■ Extracted material ■
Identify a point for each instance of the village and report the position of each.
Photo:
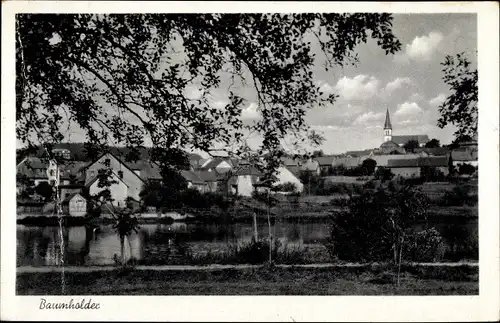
(405, 157)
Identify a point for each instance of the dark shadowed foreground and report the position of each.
(459, 280)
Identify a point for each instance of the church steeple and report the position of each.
(387, 127)
(387, 124)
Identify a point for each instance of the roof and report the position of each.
(97, 177)
(383, 160)
(401, 140)
(439, 151)
(464, 155)
(206, 176)
(190, 176)
(387, 124)
(325, 160)
(213, 163)
(434, 161)
(347, 161)
(68, 198)
(248, 171)
(389, 144)
(359, 153)
(148, 169)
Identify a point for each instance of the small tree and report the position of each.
(374, 225)
(411, 145)
(383, 174)
(466, 169)
(45, 190)
(433, 143)
(369, 165)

■ Your goal ■
Convert the lines above into a JSON list of strings, with one string per line and no blank lines. Leave out the picture.

■ Reply to the task ■
[
  "Identify a point for each instance of the village and report the position of each.",
  "Photo:",
  "(405, 157)",
  "Identify a point for each instance of the dark shadowed foreground and report the position of each.",
  "(459, 280)",
  "Identify a point for each instance of the church steeple and report the position of each.",
  "(387, 127)",
  "(387, 124)",
  "Identify a point for each instance of the roof and report the position of each.",
  "(97, 177)",
  "(383, 160)",
  "(401, 140)",
  "(439, 151)",
  "(464, 155)",
  "(206, 176)",
  "(190, 176)",
  "(387, 124)",
  "(325, 160)",
  "(213, 163)",
  "(434, 161)",
  "(347, 161)",
  "(68, 198)",
  "(248, 171)",
  "(389, 144)",
  "(359, 153)",
  "(148, 169)",
  "Identify a point for each instance of the small tree and report the position of each.",
  "(374, 225)",
  "(411, 145)",
  "(383, 174)",
  "(466, 169)",
  "(45, 190)",
  "(433, 143)",
  "(369, 165)"
]